(EXERCISE DESCRIPTION) Please present the lines below as a numbered list, leaving out any blank lines.

[A run of records]
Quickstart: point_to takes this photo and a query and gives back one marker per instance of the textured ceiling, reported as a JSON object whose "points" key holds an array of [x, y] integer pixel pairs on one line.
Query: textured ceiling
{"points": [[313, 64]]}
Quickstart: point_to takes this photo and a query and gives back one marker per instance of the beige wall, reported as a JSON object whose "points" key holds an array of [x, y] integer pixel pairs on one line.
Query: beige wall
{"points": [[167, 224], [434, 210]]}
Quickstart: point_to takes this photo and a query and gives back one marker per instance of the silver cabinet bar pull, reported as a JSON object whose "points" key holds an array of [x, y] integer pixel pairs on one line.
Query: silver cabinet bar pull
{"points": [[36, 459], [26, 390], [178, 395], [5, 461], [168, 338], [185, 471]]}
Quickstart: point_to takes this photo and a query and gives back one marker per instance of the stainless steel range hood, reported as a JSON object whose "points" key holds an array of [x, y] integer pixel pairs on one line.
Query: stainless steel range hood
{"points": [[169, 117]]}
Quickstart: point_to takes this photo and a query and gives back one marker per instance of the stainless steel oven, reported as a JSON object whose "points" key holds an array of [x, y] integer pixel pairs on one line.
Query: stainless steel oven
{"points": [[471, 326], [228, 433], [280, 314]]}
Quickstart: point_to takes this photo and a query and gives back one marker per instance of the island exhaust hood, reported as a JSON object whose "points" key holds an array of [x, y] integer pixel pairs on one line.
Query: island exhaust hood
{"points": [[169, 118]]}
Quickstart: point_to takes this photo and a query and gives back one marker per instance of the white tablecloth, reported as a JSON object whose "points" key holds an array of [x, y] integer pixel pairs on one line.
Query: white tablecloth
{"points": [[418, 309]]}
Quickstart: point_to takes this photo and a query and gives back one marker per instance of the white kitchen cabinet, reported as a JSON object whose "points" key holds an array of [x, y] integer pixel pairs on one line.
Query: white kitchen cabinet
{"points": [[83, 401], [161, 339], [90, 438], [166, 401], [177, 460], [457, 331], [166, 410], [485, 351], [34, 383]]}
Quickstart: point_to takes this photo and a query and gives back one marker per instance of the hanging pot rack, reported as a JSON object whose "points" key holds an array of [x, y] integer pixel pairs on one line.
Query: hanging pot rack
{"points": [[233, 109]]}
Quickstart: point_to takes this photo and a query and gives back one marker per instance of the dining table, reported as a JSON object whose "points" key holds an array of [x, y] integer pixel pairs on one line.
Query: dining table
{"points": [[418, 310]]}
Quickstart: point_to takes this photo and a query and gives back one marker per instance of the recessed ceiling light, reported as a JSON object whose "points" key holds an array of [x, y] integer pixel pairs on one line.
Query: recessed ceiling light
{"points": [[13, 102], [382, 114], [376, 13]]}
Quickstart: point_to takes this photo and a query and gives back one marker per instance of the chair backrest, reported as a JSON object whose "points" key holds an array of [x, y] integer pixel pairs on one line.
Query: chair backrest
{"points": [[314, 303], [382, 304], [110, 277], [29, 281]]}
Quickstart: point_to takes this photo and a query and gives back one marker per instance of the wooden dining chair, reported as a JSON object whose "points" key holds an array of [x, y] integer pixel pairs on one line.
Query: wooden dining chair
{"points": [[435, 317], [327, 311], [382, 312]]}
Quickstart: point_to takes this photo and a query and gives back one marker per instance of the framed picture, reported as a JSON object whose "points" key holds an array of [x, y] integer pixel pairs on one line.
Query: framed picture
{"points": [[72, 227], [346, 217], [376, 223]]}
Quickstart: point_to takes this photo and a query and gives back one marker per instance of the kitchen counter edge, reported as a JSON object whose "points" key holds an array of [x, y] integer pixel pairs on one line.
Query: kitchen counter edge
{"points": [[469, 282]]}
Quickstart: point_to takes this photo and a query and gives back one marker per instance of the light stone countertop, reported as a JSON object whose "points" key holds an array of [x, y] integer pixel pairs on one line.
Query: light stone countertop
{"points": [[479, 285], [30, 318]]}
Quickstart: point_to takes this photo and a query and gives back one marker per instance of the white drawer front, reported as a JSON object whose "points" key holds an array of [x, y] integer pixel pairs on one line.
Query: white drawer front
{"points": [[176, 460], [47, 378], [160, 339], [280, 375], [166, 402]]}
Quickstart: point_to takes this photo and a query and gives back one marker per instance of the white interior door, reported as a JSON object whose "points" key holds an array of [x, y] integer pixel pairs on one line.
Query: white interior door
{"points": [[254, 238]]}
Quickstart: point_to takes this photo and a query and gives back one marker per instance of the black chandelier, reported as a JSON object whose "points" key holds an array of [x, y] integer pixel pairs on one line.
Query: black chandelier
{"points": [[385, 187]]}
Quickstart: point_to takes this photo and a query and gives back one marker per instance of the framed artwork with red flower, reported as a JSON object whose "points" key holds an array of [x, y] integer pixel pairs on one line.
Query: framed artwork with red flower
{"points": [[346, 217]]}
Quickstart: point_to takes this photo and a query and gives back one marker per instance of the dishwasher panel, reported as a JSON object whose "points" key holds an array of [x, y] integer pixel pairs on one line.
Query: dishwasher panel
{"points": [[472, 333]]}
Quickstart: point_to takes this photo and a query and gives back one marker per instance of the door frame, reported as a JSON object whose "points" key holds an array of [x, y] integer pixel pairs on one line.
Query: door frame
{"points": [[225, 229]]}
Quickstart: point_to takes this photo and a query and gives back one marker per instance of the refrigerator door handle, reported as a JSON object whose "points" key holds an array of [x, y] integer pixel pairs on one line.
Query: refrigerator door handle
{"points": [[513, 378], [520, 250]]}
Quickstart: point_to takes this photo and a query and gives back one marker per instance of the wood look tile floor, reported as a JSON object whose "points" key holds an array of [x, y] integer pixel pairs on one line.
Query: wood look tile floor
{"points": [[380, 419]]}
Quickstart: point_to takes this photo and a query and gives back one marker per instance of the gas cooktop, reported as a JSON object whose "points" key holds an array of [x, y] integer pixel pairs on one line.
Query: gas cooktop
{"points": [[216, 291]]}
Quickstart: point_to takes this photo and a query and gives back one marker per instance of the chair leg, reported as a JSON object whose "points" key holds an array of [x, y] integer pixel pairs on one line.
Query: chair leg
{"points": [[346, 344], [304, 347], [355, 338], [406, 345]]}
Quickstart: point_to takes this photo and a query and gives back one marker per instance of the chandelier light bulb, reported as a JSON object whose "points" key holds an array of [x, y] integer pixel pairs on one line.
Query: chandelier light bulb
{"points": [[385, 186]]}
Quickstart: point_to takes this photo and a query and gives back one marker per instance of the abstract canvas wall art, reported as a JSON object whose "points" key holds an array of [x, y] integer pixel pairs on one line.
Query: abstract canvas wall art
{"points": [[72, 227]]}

(TASK SOLUTION)
1. Quickstart: point_to takes this photo and a query and gives back one marker per instance of the textured ceiling, reported as a JSON object whose "points" key holds an array of [x, y] integer pixel pairs on one line.
2. Query: textured ceiling
3. {"points": [[313, 64]]}
4. Quickstart: point_to takes this photo and a query and gives back one marker per instance of the beige wall, reported as a JSON object whose "points" key holds an array of [x, y] integer pixel pairs on one line.
5. Query: beige wall
6. {"points": [[167, 224], [434, 210]]}
7. Quickstart: point_to takes this photo and a query and gives back one marker per instance of the silver cabinet bar pull, reported as a JSON object whose "points" key holds an array of [x, y] integer pixel pairs on one line.
8. Query: silver cabinet bar pull
9. {"points": [[36, 459], [26, 390], [178, 395], [5, 461], [168, 338], [185, 471]]}
10. Quickstart: point_to takes this photo and a query and gives back one marker per instance of the stainless steel range hood, reported as a JSON object whose "points" key holds an array of [x, y] integer pixel pairs on one line.
11. Query: stainless steel range hood
12. {"points": [[169, 117]]}
13. Quickstart: point_to takes this photo and a query and gives back one marker per instance of the stainless steel oven, reported as a JSON object whose "points" key holds an array of [x, y] integer pixel pairs on one line.
14. Query: stainless steel oven
15. {"points": [[471, 326], [228, 433], [280, 314]]}
16. Quickstart: point_to takes this photo and a query and gives back one marker per instance of the island exhaust hood, reported as a JSON object whose "points" key holds an array of [x, y] integer pixel pairs on one line.
17. Query: island exhaust hood
18. {"points": [[169, 118]]}
19. Quickstart: point_to takes this photo and a query and gives back one marker per instance of the white tablecloth, reported as a JSON object whose "points" key holds an array of [x, y] integer pixel pairs on one line.
20. Query: white tablecloth
21. {"points": [[418, 309]]}
22. Quickstart: point_to takes this photo and a query and gives back one marker per instance of the white kitchen cabinet, reported as a JSON object whose "points" key holds an array of [x, y] integer pixel pairs on one line.
23. Query: white kitchen cabinet
24. {"points": [[83, 401], [161, 339], [90, 438], [166, 401], [177, 460], [457, 331], [166, 410], [485, 351], [34, 383]]}
25. Quickstart: point_to takes this photo and a query and gives back one marker per instance of the hanging pot rack, reported as a JSON object whose "points" key holds an array of [x, y] integer pixel pairs on one line.
26. Query: hanging pot rack
27. {"points": [[233, 109]]}
28. Quickstart: point_to takes this photo and a query and gives back one marker per instance of the dining table, reported as a JSON object whose "points" key holds an array of [x, y] integer pixel pairs on one line.
29. Query: dining table
30. {"points": [[418, 310]]}
31. Quickstart: point_to takes this photo and a query and gives back one marker per instance of the recessed ceiling light, reported as a JSON object whose "points" key holds an array of [x, y] integer pixel pairs on one line.
32. Query: recessed ceiling light
33. {"points": [[13, 102], [382, 114], [376, 13]]}
34. Quickstart: point_to takes this photo and a query and gives back one marker per instance of the chair backrest, reported as a JSON object whose "points" key holds an array of [x, y] integer pixel pairs on one line.
35. Query: chair backrest
36. {"points": [[314, 303], [382, 304], [110, 277], [29, 281]]}
37. Quickstart: point_to takes this photo and a query and gives back one marker per instance of the wooden dining chair, reported as a JSON object whose "points" key holds an array of [x, y] integer pixel pairs on one line.
38. Query: wooden dining chair
39. {"points": [[435, 317], [327, 311], [382, 312]]}
40. Quickstart: point_to takes this photo and a query and gives back one marker per instance of the framed picture, reported as a JSON object whose "points" key holds an array of [x, y] integer pixel pairs on one line.
41. Query: framed picture
42. {"points": [[72, 227], [346, 217], [376, 223]]}
43. Quickstart: point_to takes this photo and a query and gives back one marker per instance of the kitchen counter edge, reported as a JSON object whose "points" key holds an array of [x, y] integer pixel pairs on one line.
44. Query: kitchen counter edge
45. {"points": [[469, 282]]}
46. Quickstart: point_to takes this photo and a query and gives back one marker per instance of the light stone countertop, reported as a JSON object whose "points" key holds an array of [x, y] integer pixel pairs on one line.
47. Query: light stone countertop
48. {"points": [[479, 285], [30, 318]]}
49. Quickstart: point_to takes this photo and a query and gives back one marker per instance of the white drawer front, reported as a JSON object whose "points" key holds an array of [x, y] integer pixel pairs on one line.
50. Query: white drawer front
51. {"points": [[176, 460], [47, 378], [160, 339], [280, 375], [166, 402]]}
52. Quickstart: point_to takes this photo and a query and gives back one marker per instance of the white interior door, reported as a JSON object whose "points" key holds an array of [x, y] integer pixel pairs on one line.
53. Query: white interior door
54. {"points": [[254, 238]]}
55. Quickstart: point_to takes this photo and a query and gives back one marker per instance of the black chandelier, reported as a JSON object whose "points" key holds an array of [x, y] integer pixel pairs on one line.
56. Query: black chandelier
57. {"points": [[385, 187]]}
58. Quickstart: point_to takes this photo and a query and gives back one marker per instance of the framed artwork with red flower, reported as a JSON object whose "points" key holds an array of [x, y] integer pixel pairs on one line.
59. Query: framed artwork with red flower
60. {"points": [[346, 217]]}
61. Quickstart: point_to takes this photo and a query and gives back one marker per instance of the dishwasher panel, reported as a JSON object whose "points" key holds an array of [x, y] integer pixel pairs on one line.
62. Query: dishwasher panel
63. {"points": [[472, 333]]}
64. Quickstart: point_to takes this photo and a query and gives back one marker per instance of the door frame, reported as a JSON object whose "points" key holds an array of [x, y] integer pixel pairs on one line.
65. Query: door frame
66. {"points": [[225, 229]]}
67. Quickstart: point_to takes this photo and a query and gives back one marker per instance of the refrigerator door handle, reported as a JSON object whose "points" key holds an array of [x, y] integer pixel pairs on one line.
68. Query: refrigerator door handle
69. {"points": [[513, 378], [520, 250]]}
70. Quickstart: point_to takes this photo and a query and gives back one marker per instance of the wood look tile floor, reported as a JSON object whose "points" key holds an array of [x, y] integer pixel pairs on one line.
71. Query: wood look tile floor
72. {"points": [[380, 419]]}
73. Quickstart: point_to takes this photo and a query and gives back one marker per instance of the gas cooktop, reported as a JSON object whose "points" key holds an array of [x, y] integer pixel pairs on one line.
74. Query: gas cooktop
75. {"points": [[216, 291]]}
76. Quickstart: point_to takes this photo and a query and gives back one marker per instance of the chair leg, reported as a JSON object whose "points" key holds an array of [x, y] integer pixel pairs on one line.
77. Query: chair leg
78. {"points": [[346, 344], [304, 347], [355, 338], [406, 345]]}
79. Quickstart: point_to takes this photo and a query and gives back one marker per instance of the chandelier light bulb, reported as a JSON object whose "points" key holds an array of [x, y] integer pixel pairs on one line.
80. Query: chandelier light bulb
81. {"points": [[385, 186]]}
82. Quickstart: point_to takes this photo and a query and gives back one marker per instance of the abstract canvas wall art, reported as a JSON object whose "points" key holds an array of [x, y] integer pixel pairs on one line.
83. Query: abstract canvas wall art
84. {"points": [[72, 227]]}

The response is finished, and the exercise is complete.